◆ PASSAGE GIVEN ◆
○ ○ ○

Recursive Least Squares Estimation (LSE)

High Level Strategy

By definition, LSE and weighted LSE approaches are retroactive in nature. The best-fit model is only derived after the entire dataset is compiled and available. Both techniques require storing and updating the \(H\) and \(\bar{Y}\) components (encoding the entire dataset and adding new rows thereafter) as new data comes in. This can be too slow (not real-time enough depending on frequency of incoming datapoints) and computationally expensive.

Instead, we want to estimate the best-fit model in real-time (as a new datapoint/measurement comes in). Specifically:

  • do not store all the measurements upto the current timestep
  • simply store the previous best estimate and update it with new data

Thus, we want the workflow of the recursive LSE to look like this:

Range of Uncertainty

In this diagram, \(\hat{X}_{k-1}\) represents the best-fit model parameters based on the dataset upto the timestep \(k-1\). Once a new datapoint \(y_k\) is introduced, the new model parameters \(\hat{X_{k}}\) are calculated based purely on the previously calculated parameters and the new datapoint.

Recursively Updating the Model Parameters \(\hat{X}_{k}\)

We can start by reordering LSE \((2)\):

\[% \quad \bar{R} = H \bar{X} - \bar{Y} \quad \quad \bar{Y} = H \bar{X} + \bar{R} \quad \tag{1}\]

Since we are considering the general case of LSE where datapoints are stochastic (\(\bar{R}\) can also be thought of as random noise), let’s also recall the properties of our (stochastic) datapoints from the Weighted LSE Problem using the Expectation Operator \(E()\) such that:

  • \(E(\bar{R}) = 0\) : unbiased, white noise
    • mean of the noise (or residual error) across all datapoints is 0
  • \(E({r_i}{r_j}^T) = 0\) : no correlation between datapoints
    • mean of the covariance between any two datapoints is 0
    • this stored in the covariance matrix \(C\)
  • \(E({r_i}{r_i}^T) = C_i\) : this is the variance of each measurement. The covariance matrix \(C\) stores these along its diagonal.

Big Picture: The general strategy is to update the model parameters based on the difference between the predicted value (model output) and the actual datapoint. We call this the error or residual \(r_k\) (as we have seen in all of the LSE approaches thus far). We want to therefore update the model parameters by a proportional value \(K_k\) to the magnitude of the residual value. We call \(K_k\) the correction gain.

Thus, the recursive update looks like this:

\[\hat{X}_k = \hat{X}_{k-1} + K_k(R_k)\]

where \(R_k = H\hat{X}_{k-1} - Y_k\) :

\[\Rightarrow \boxed{\hat{X}_k = \hat{X}_{k-1} + K_k(H\hat{X}_{k-1} - Y_k)}\]

Next, we want to set up this update as an optimization problem in order to minimize the error between our estimate of the best-fit model \(\hat{X}_k\) and the notion of a theoretical best-fit model \(X\).

○ ○ ○

◆ EXTRACTED ENTRIES ◆

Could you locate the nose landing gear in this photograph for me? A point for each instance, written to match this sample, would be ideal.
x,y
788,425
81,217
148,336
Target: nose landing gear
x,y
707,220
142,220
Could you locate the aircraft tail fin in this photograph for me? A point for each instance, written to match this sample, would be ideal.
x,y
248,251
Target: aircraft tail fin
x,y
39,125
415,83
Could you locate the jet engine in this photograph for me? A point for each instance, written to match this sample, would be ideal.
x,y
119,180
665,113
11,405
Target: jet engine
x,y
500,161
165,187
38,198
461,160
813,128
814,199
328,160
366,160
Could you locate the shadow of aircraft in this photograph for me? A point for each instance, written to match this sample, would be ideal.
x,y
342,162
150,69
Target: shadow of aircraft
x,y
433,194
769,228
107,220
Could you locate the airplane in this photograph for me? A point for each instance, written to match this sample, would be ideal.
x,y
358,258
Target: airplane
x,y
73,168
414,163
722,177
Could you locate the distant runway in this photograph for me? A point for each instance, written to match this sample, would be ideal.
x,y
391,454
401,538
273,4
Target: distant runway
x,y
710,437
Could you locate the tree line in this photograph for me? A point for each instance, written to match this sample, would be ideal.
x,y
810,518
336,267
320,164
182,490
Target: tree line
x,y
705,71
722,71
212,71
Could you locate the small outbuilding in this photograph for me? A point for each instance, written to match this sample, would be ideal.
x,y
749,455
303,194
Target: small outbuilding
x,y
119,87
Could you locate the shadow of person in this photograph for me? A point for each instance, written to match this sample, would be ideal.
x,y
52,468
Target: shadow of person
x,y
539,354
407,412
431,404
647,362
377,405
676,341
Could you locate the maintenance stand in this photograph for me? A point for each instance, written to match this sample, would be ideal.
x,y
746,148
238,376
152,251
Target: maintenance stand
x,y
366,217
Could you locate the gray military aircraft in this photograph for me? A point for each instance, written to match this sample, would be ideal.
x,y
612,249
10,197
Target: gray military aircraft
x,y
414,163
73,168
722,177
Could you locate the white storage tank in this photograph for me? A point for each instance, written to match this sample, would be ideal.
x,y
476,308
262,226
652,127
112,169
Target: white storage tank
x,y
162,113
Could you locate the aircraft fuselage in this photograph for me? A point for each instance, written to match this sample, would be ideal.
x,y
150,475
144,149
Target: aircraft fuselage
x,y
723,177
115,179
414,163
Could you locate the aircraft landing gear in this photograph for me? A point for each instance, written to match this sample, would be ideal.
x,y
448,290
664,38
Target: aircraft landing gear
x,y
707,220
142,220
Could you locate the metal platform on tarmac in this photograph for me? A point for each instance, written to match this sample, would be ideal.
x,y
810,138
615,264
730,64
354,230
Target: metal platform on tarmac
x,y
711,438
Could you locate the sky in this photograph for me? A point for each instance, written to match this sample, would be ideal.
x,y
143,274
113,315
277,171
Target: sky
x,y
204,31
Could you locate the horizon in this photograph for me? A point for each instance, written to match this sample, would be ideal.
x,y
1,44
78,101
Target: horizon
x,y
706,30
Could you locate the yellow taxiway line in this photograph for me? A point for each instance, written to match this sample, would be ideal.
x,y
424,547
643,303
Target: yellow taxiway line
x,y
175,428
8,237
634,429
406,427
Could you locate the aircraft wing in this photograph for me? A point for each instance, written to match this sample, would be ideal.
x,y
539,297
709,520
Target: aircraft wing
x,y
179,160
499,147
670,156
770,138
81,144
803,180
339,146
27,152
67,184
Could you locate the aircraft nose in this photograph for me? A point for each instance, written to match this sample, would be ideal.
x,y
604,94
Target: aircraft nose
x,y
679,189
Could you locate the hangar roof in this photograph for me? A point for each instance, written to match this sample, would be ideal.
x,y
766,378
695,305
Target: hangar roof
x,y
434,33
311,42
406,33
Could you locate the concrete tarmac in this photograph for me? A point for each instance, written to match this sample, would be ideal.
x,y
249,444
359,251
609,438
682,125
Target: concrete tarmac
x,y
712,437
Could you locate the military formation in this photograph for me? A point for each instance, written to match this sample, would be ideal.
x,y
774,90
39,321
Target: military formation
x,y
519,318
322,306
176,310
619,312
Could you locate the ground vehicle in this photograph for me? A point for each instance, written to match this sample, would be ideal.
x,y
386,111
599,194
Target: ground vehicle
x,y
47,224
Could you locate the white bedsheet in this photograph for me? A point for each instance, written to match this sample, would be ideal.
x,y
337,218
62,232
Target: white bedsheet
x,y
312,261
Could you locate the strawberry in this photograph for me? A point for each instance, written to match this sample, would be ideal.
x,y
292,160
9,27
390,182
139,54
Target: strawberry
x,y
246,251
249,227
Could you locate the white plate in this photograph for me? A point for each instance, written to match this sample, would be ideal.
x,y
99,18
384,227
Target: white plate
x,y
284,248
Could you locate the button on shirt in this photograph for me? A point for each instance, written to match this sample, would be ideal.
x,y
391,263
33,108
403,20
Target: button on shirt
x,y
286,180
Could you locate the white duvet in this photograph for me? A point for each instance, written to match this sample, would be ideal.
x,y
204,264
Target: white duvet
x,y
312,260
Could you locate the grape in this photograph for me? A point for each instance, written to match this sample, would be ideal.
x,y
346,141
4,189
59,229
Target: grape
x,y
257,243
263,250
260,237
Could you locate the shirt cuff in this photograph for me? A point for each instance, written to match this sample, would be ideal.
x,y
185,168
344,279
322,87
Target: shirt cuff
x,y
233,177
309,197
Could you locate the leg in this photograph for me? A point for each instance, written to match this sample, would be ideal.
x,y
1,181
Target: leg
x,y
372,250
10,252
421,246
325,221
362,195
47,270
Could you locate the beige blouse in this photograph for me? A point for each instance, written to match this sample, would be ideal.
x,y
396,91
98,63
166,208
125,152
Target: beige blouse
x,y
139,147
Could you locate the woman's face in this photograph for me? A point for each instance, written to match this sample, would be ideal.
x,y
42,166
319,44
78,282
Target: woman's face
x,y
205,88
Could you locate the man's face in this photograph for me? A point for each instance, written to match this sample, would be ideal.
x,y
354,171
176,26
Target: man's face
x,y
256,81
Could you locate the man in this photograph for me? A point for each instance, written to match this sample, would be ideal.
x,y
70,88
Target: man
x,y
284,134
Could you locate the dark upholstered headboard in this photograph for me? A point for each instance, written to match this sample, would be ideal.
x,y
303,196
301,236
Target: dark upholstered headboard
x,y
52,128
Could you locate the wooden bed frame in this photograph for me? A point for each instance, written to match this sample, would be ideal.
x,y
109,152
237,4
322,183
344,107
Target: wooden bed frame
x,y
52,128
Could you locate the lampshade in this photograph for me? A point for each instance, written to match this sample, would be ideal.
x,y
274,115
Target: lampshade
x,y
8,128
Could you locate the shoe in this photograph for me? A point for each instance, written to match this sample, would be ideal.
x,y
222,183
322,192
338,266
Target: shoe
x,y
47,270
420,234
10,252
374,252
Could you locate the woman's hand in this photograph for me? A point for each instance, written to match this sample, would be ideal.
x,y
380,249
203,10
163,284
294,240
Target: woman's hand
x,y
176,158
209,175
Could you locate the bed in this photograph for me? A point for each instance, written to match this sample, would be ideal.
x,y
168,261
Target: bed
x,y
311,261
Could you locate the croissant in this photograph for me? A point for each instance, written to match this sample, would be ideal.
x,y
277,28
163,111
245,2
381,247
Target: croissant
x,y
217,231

○ ○ ○

◆ PROBLEM STATEMENT ◆
Please repeat the part of the recursive least squares passage from "Thus, we want" down to "the new datapoint.", word for word.

◆ FULL SOLUTION ◆
Thus, we want the workflow of the recursive LSE to look like this:

Range of Uncertainty

In this diagram, \(\hat{X}_{k-1}\) represents the best-fit model parameters based on the dataset upto the timestep \(k-1\). Once a new datapoint \(y_k\) is introduced, the new model parameters \(\hat{X_{k}}\) are calculated based purely on the previously calculated parameters and the new datapoint.